____ SOURCE MATERIAL

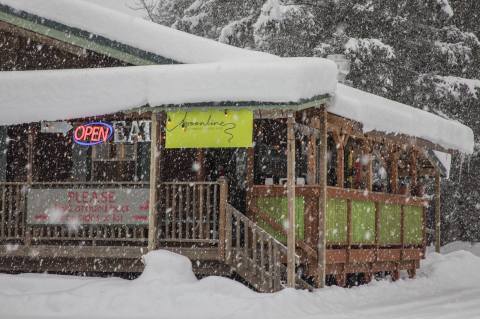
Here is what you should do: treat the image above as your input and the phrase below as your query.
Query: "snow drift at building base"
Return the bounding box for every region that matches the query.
[1,248,479,319]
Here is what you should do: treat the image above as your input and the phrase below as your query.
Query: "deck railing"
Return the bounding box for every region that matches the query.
[225,203,310,292]
[0,182,149,245]
[0,183,26,241]
[0,181,222,247]
[157,182,221,245]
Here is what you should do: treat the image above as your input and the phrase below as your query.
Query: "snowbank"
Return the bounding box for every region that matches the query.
[332,84,475,154]
[0,58,337,125]
[1,246,480,319]
[438,241,480,256]
[0,0,276,64]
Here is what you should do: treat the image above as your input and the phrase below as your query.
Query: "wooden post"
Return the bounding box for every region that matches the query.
[346,199,352,264]
[410,148,418,194]
[317,106,328,288]
[25,125,34,247]
[390,149,399,194]
[225,202,233,265]
[286,113,296,288]
[307,134,317,185]
[196,149,205,181]
[218,177,228,261]
[148,112,163,252]
[363,141,373,192]
[245,147,255,219]
[435,171,441,253]
[332,131,346,188]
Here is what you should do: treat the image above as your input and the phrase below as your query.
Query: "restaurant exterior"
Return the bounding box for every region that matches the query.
[0,0,474,292]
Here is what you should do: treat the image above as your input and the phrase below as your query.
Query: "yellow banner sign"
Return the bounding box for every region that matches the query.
[165,109,253,148]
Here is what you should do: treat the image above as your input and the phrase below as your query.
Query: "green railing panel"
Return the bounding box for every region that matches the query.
[379,204,401,244]
[256,197,305,244]
[404,205,423,245]
[326,198,347,244]
[351,200,376,244]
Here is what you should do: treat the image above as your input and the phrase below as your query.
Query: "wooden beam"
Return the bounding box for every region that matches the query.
[363,141,373,192]
[390,149,399,194]
[410,148,418,192]
[435,171,441,253]
[26,125,34,184]
[218,177,228,260]
[332,131,347,188]
[317,106,328,288]
[0,21,87,57]
[286,113,296,288]
[307,133,317,185]
[245,147,255,219]
[148,112,163,251]
[25,125,35,247]
[196,149,205,181]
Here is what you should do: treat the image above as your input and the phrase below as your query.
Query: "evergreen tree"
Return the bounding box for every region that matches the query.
[142,0,480,244]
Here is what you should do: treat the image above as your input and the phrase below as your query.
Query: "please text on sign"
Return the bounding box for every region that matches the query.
[27,188,149,225]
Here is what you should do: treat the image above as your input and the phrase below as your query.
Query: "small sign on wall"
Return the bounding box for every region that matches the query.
[165,109,253,148]
[27,188,149,225]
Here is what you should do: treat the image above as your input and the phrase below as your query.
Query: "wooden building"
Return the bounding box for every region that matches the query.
[0,1,474,292]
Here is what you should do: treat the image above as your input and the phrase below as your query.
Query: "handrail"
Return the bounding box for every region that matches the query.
[0,181,219,186]
[225,203,305,292]
[251,184,427,207]
[327,186,428,207]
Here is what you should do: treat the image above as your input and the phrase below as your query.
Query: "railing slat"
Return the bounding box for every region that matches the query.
[165,185,170,240]
[199,184,204,239]
[192,185,197,239]
[178,185,183,240]
[186,184,191,240]
[206,185,211,239]
[171,185,177,239]
[1,185,5,239]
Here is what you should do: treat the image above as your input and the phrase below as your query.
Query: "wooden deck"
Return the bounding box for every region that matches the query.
[0,180,426,291]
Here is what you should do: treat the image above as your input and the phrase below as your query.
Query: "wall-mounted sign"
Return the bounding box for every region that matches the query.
[27,188,149,225]
[111,120,151,143]
[41,121,73,135]
[73,122,113,146]
[165,109,253,148]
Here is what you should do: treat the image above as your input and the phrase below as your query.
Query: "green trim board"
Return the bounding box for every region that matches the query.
[351,200,376,244]
[0,4,177,65]
[379,204,402,245]
[326,198,423,246]
[404,205,423,244]
[132,96,330,114]
[256,197,304,244]
[326,198,347,244]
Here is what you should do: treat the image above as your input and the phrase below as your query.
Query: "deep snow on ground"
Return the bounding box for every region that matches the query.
[1,245,479,319]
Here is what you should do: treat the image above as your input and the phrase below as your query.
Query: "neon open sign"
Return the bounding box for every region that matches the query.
[73,122,114,146]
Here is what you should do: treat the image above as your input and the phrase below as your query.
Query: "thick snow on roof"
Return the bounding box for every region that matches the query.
[0,0,474,153]
[79,0,145,18]
[0,0,276,64]
[0,58,337,125]
[332,84,474,154]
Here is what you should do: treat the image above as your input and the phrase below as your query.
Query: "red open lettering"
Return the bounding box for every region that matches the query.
[74,122,113,146]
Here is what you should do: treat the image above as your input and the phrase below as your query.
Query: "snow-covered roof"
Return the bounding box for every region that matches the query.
[0,0,474,154]
[332,84,474,154]
[0,0,276,64]
[0,58,336,125]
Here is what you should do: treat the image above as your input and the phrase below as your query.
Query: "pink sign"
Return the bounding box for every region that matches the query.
[27,188,149,225]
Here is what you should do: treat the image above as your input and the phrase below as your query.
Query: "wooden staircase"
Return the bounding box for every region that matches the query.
[223,204,313,292]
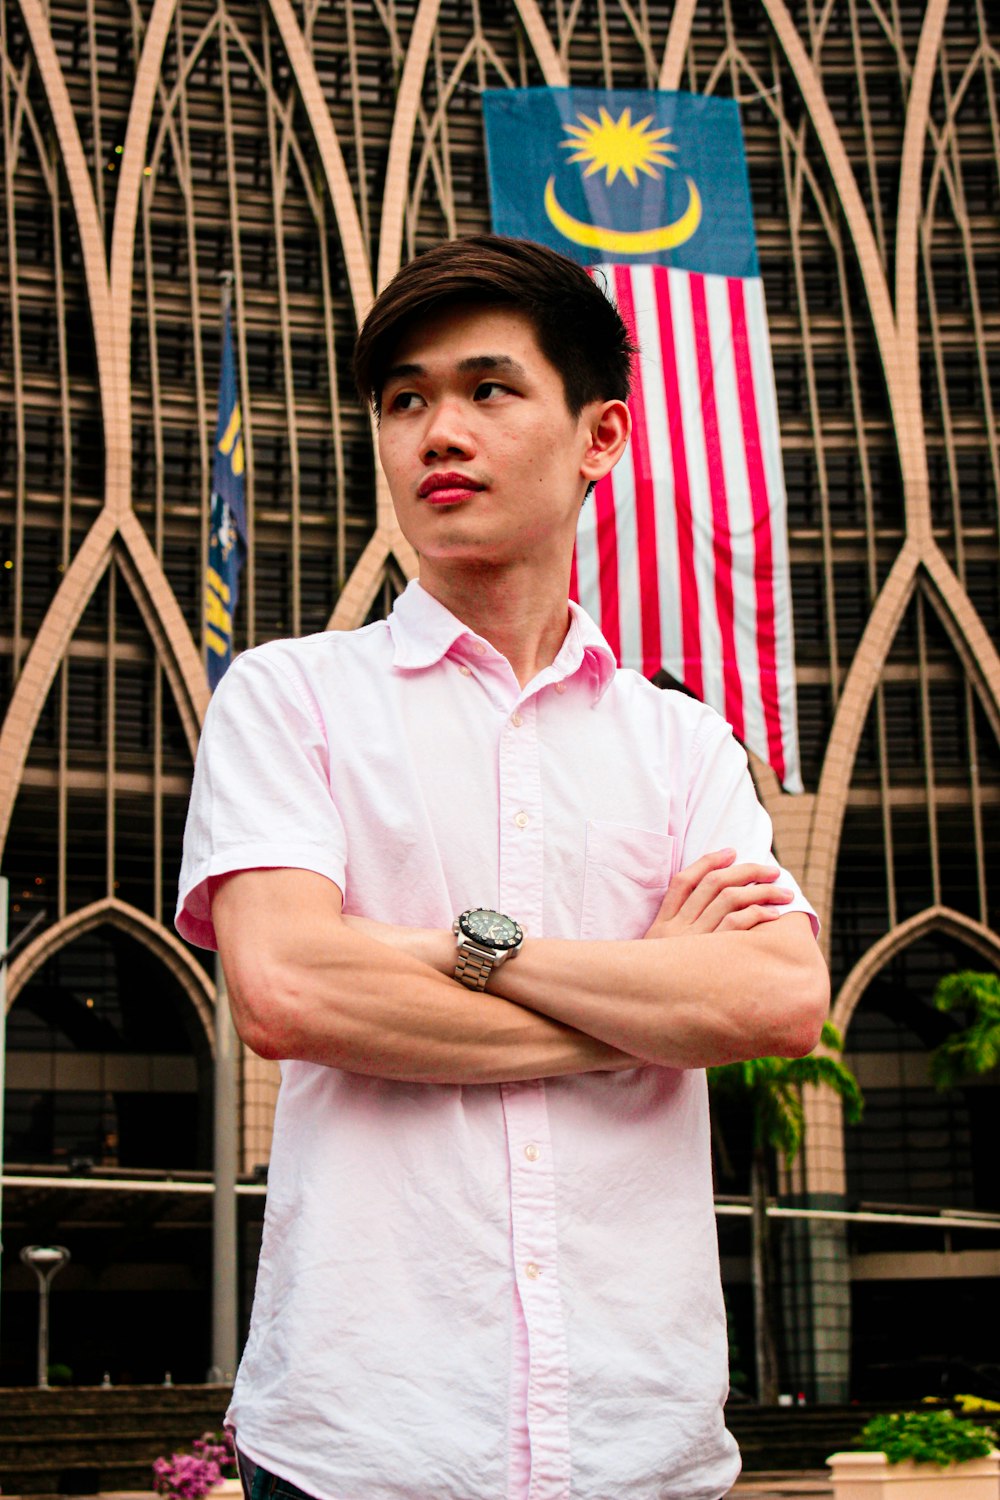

________

WHAT YOU NEED TO DO:
Pictures are to be left out; please print the rest of the records above word for word.

TASK SOLUTION:
Here is what you should do: treat the image above as your input and the phrase below as your query.
Query: "snow drift at building base"
Return the bounding box for every region that matches the query.
[1,248,479,319]
Here is what you should do: treat the image above as your input and the phrase below as your query.
Query: "deck railing"
Return the bounding box for every region that matches the query.
[225,203,310,292]
[0,182,149,245]
[0,183,26,241]
[0,181,222,247]
[157,182,221,245]
Here is what you should do: treat the image above as your input and the phrase below as your query.
Query: "snowbank"
Return the bounding box for every region that matches the query.
[332,84,475,154]
[0,58,337,125]
[1,246,480,319]
[438,241,480,256]
[0,0,276,64]
Here is what you should do: treat the image above as your input and the phrase below as your query.
Query: "wooden post"
Return the bounding box for every region that matches the query.
[346,199,352,264]
[410,148,418,194]
[317,106,328,288]
[25,125,34,247]
[390,149,399,194]
[225,202,233,265]
[286,113,296,288]
[307,134,317,185]
[196,149,205,181]
[218,177,228,261]
[148,112,163,252]
[363,141,373,192]
[245,147,255,219]
[435,171,441,253]
[332,131,346,188]
Here is what you should do: treat the image above as your input and the phrase below as your query.
Query: "restaurant exterior"
Return the bounding box for every region that matches the query.
[0,0,474,292]
Here is what you should do: treat the image above as your input and the phrase below as your query.
Query: "yellow banner sign"
Return the bounding box for every region that matches the query.
[165,109,253,148]
Here is what you should do: treat the image above as your input and the phrase below as your query.
Query: "green railing panel"
Return the bounding box for every region that matches the query.
[379,204,401,244]
[256,197,305,244]
[404,205,423,245]
[326,198,347,244]
[351,200,376,244]
Here is what you should do: treat the image above as your input and the phrase below as your query.
Query: "wooden beam"
Return the bounding box for every region that matches the query.
[363,141,373,192]
[390,149,399,194]
[410,148,418,192]
[435,171,441,253]
[26,125,34,184]
[218,177,228,260]
[332,131,347,188]
[317,106,328,288]
[0,21,87,57]
[286,113,296,288]
[307,133,317,185]
[245,147,255,219]
[148,112,163,251]
[25,125,35,247]
[196,149,205,181]
Here is what you should do: treat the image above as your input and the phrase below as your query.
Query: "evergreen tree"
Return the bounding box for every region that matches the query.
[142,0,480,244]
Here is what you should do: treat the image above as your input and the phrase below as your query.
Query: "please text on sign"
Return the bounding box for every region that matches the query.
[27,188,149,225]
Here is what you should do: treat the image above as your input and the phrase below as your query.
Query: "small sign on wall"
Return the bounding box for every region that matches the query.
[165,109,253,148]
[27,188,149,225]
Here is what you should do: treat the image above as your input and the phrase below as your query.
Query: "wooden building"
Return the bounding box for every region that matches the query.
[0,1,474,292]
Here is what you should do: treat the image above as your input and the phrase below as your query.
Query: "handrail"
Return the bounding box for every region that matches the query.
[0,181,219,186]
[225,203,305,292]
[251,184,427,207]
[327,186,428,207]
Here is what you should do: treat the image above as your input and the phrase below as your query.
Query: "railing slat"
Return the bounding box for every region that matches the query.
[165,185,170,240]
[199,184,204,239]
[192,185,197,239]
[178,185,183,240]
[186,184,191,240]
[206,185,211,239]
[171,185,177,239]
[1,185,5,239]
Here is what you should do: treat the image above as your input and the phrase below as your query.
Query: "wooden deck"
Return the bounding box for every region that matches the query.
[0,180,426,291]
Here is what you should do: treat the image above as your input and the phrase below as your query.
Query: "wall-mounted sign"
Return the bounding box for every region that matches the query.
[27,188,149,225]
[111,120,151,143]
[41,121,73,135]
[73,122,113,146]
[165,109,253,148]
Here is what you should do: treat the image above as your input and the phrase below as your query.
Query: "green trim board"
Return the bounding box for every region that matches the query.
[351,200,376,244]
[0,4,177,65]
[379,204,402,245]
[326,198,423,246]
[404,205,423,244]
[132,96,330,114]
[256,197,304,244]
[326,198,347,244]
Here is what you should do: treat the image above as your input and the phrase below as your query.
Query: "deep snow on ground"
Return the bounding box for every region that matches the query.
[1,245,479,319]
Here is what you should do: treat the image above as your input and the phrase below as your query.
Query: "neon open sign"
Return the bounding box for every region that matches the query.
[73,122,114,146]
Here is what you should do: treat the image above as your input and the phrase below as your query.
Query: "thick snow on roof"
Return the bounding box for every region that matches the query.
[0,0,474,153]
[79,0,145,18]
[0,0,276,64]
[0,58,337,125]
[332,84,474,154]
Here is what you should do: treat the image above as your input and the phrase below as your query.
Query: "red open lettering"
Return the bounding box for every region that matches the query.
[74,122,113,146]
Here is what you should do: treat the image above as your input and the phrase below as your query.
Query: "snow-covered roof"
Return the bounding box for every region that matches the query.
[0,0,474,154]
[332,84,474,154]
[0,0,276,64]
[0,58,336,125]
Here is what you should do: treat the image above as your input and the phrase below as your query.
Query: "pink sign"
Return the bounding box for every region that matches the query.
[27,188,149,225]
Here is what you should do: treat the image above as your input and the phrase below as your query.
Query: "wooden staircase"
Return the bounding box for every region that matches the query.
[223,204,313,292]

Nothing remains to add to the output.